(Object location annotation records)
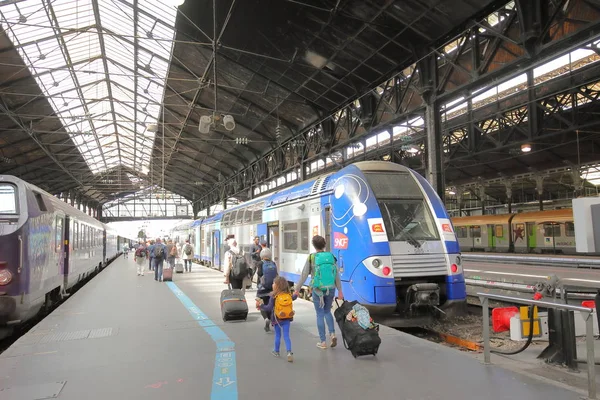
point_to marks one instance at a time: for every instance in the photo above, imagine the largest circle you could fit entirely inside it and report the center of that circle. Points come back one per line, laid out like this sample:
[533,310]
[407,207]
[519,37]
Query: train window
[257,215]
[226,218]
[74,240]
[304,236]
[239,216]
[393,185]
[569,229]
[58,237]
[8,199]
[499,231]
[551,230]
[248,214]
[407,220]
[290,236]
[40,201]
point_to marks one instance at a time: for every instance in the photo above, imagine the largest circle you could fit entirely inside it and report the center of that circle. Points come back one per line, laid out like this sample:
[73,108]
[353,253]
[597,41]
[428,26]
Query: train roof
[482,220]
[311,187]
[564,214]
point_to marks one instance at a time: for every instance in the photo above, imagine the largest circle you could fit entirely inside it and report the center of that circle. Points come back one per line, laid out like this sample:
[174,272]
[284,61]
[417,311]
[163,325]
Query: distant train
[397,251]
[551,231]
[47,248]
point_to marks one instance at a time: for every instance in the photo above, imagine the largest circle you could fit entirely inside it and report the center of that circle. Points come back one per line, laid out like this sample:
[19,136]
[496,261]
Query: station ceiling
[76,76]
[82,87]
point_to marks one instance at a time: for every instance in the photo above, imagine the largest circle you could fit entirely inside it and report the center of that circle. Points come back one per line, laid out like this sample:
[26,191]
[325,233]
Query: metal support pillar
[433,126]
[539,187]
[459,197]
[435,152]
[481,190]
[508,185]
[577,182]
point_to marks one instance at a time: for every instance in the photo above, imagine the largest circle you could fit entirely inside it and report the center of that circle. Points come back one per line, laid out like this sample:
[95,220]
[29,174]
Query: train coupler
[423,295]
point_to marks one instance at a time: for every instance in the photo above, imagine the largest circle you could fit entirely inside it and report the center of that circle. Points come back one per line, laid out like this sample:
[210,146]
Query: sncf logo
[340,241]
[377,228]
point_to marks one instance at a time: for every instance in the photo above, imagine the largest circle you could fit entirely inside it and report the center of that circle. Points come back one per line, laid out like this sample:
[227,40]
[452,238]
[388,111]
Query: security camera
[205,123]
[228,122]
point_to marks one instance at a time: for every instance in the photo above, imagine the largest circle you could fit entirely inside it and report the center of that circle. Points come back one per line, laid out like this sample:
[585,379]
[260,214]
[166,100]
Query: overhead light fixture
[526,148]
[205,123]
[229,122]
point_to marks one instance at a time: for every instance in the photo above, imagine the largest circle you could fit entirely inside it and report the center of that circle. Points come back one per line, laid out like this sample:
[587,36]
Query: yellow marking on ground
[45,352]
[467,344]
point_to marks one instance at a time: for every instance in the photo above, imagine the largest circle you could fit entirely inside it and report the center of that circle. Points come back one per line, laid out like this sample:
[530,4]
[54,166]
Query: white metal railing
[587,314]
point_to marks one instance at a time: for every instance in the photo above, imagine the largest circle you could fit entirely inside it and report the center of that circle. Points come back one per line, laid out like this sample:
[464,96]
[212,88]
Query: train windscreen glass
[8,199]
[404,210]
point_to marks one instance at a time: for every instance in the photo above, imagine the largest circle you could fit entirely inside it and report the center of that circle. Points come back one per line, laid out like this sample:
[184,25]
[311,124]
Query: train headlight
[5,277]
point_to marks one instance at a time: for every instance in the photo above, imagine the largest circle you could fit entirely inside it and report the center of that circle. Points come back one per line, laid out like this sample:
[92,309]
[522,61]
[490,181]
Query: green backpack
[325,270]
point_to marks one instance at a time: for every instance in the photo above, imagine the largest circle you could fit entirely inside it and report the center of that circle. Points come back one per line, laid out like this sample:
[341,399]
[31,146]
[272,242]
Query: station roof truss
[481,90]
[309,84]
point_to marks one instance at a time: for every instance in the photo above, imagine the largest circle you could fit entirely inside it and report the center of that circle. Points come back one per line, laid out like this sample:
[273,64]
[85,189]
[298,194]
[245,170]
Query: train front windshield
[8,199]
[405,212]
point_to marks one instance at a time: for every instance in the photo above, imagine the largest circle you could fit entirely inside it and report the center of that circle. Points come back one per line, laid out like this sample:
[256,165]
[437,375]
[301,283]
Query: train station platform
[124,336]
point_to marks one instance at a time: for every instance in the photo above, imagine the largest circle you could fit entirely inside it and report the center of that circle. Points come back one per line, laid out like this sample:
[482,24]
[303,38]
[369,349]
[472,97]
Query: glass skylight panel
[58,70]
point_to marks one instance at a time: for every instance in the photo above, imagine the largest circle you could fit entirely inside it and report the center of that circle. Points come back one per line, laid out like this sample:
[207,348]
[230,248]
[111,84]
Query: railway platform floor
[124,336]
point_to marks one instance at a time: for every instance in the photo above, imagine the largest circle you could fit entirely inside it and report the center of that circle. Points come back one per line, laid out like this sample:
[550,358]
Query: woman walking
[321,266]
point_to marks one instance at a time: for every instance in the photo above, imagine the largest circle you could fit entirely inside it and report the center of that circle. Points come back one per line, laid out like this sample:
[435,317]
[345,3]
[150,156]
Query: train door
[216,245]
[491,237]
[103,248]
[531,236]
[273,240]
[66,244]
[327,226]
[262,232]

▶ [WRITTEN PROBLEM]:
Find every line in the records above that contains the string "glass", matching case, and copy each of those lines.

▶ [TASK RESPONSE]:
Query: train windscreen glass
Query: glass skylight panel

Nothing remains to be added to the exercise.